▶ _Task to carry out_
With pictures removed, the data below should be returned exactly.

═════ Task input ═════

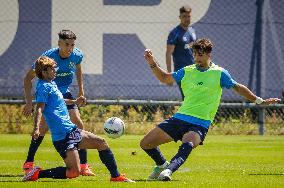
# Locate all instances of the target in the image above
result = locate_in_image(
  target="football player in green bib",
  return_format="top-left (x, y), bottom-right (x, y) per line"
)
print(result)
top-left (140, 38), bottom-right (280, 181)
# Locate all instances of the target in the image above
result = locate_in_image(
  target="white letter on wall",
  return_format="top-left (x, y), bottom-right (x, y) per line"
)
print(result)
top-left (52, 0), bottom-right (211, 74)
top-left (0, 0), bottom-right (19, 56)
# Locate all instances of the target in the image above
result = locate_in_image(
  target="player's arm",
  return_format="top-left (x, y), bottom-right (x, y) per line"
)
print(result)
top-left (76, 64), bottom-right (84, 96)
top-left (166, 44), bottom-right (175, 73)
top-left (145, 49), bottom-right (175, 85)
top-left (23, 69), bottom-right (36, 117)
top-left (33, 103), bottom-right (45, 139)
top-left (76, 64), bottom-right (86, 106)
top-left (233, 83), bottom-right (280, 105)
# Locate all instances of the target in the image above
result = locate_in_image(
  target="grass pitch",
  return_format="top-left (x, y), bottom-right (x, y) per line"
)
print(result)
top-left (0, 134), bottom-right (283, 188)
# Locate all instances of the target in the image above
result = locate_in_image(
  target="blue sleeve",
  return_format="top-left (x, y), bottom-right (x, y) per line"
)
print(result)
top-left (35, 85), bottom-right (49, 103)
top-left (172, 68), bottom-right (185, 83)
top-left (220, 69), bottom-right (237, 89)
top-left (77, 52), bottom-right (83, 65)
top-left (167, 29), bottom-right (177, 45)
top-left (74, 48), bottom-right (84, 65)
top-left (189, 27), bottom-right (197, 41)
top-left (41, 50), bottom-right (49, 56)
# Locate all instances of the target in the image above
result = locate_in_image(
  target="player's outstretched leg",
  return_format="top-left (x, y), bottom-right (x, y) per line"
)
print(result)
top-left (143, 148), bottom-right (169, 180)
top-left (22, 166), bottom-right (69, 181)
top-left (79, 130), bottom-right (135, 182)
top-left (140, 126), bottom-right (173, 180)
top-left (158, 141), bottom-right (194, 181)
top-left (97, 148), bottom-right (134, 182)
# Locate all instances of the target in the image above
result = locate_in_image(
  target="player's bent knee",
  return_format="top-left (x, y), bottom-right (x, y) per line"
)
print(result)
top-left (140, 139), bottom-right (152, 149)
top-left (182, 133), bottom-right (201, 148)
top-left (66, 169), bottom-right (80, 179)
top-left (140, 139), bottom-right (146, 149)
top-left (95, 136), bottom-right (109, 150)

═════

▶ _Expected answer_
# Locate all instances of the target in the image above
result = locate_in_image(
  target="football player in green bib",
  return_format="top-left (x, y), bottom-right (x, y) per line"
)
print(result)
top-left (140, 38), bottom-right (280, 181)
# Locate all instances of the target in the image above
result = locate_in_image(
  target="white letter on wall",
  return_format="top-left (x, y), bottom-right (x, y) per line"
)
print(result)
top-left (52, 0), bottom-right (211, 74)
top-left (0, 0), bottom-right (19, 56)
# Locate all instances of the target in the image above
result = locate_in_image(
  target="player's arm",
  return_format="top-left (x, y), bottom-right (x, y) per line"
)
print(result)
top-left (76, 64), bottom-right (84, 96)
top-left (166, 44), bottom-right (175, 73)
top-left (145, 49), bottom-right (175, 85)
top-left (23, 69), bottom-right (36, 117)
top-left (33, 103), bottom-right (45, 139)
top-left (76, 64), bottom-right (86, 106)
top-left (233, 83), bottom-right (280, 105)
# Locate all instances of the target in the image above
result = locate_in_image(
  target="grass pitch",
  return_format="top-left (x, y), bottom-right (x, y) per line"
)
print(result)
top-left (0, 134), bottom-right (283, 188)
# Locate all instances of the target in the image above
result = locate_in_image(
  target="blue sleeve",
  return_format="top-left (x, y), bottom-right (x, y) per line"
)
print(result)
top-left (35, 85), bottom-right (49, 103)
top-left (172, 68), bottom-right (185, 83)
top-left (220, 69), bottom-right (237, 89)
top-left (77, 52), bottom-right (83, 65)
top-left (167, 29), bottom-right (177, 45)
top-left (74, 48), bottom-right (84, 65)
top-left (189, 27), bottom-right (197, 41)
top-left (41, 50), bottom-right (49, 56)
# Locate all instances of the target in the image above
result = locate_in_image(
  target="player's outstretched leg",
  return_format="top-left (x, y), bottom-right (x, y) per line"
)
print(result)
top-left (143, 148), bottom-right (169, 180)
top-left (22, 166), bottom-right (69, 181)
top-left (79, 130), bottom-right (135, 182)
top-left (140, 126), bottom-right (173, 180)
top-left (158, 141), bottom-right (194, 181)
top-left (97, 148), bottom-right (134, 182)
# Locate all instances of the target in the image above
result = locate_in_image(
  target="player's bent knee",
  return_format="top-left (x, y), bottom-right (x, y) per line"
)
print(result)
top-left (140, 139), bottom-right (152, 149)
top-left (182, 133), bottom-right (201, 148)
top-left (66, 169), bottom-right (80, 179)
top-left (140, 139), bottom-right (146, 149)
top-left (95, 136), bottom-right (109, 150)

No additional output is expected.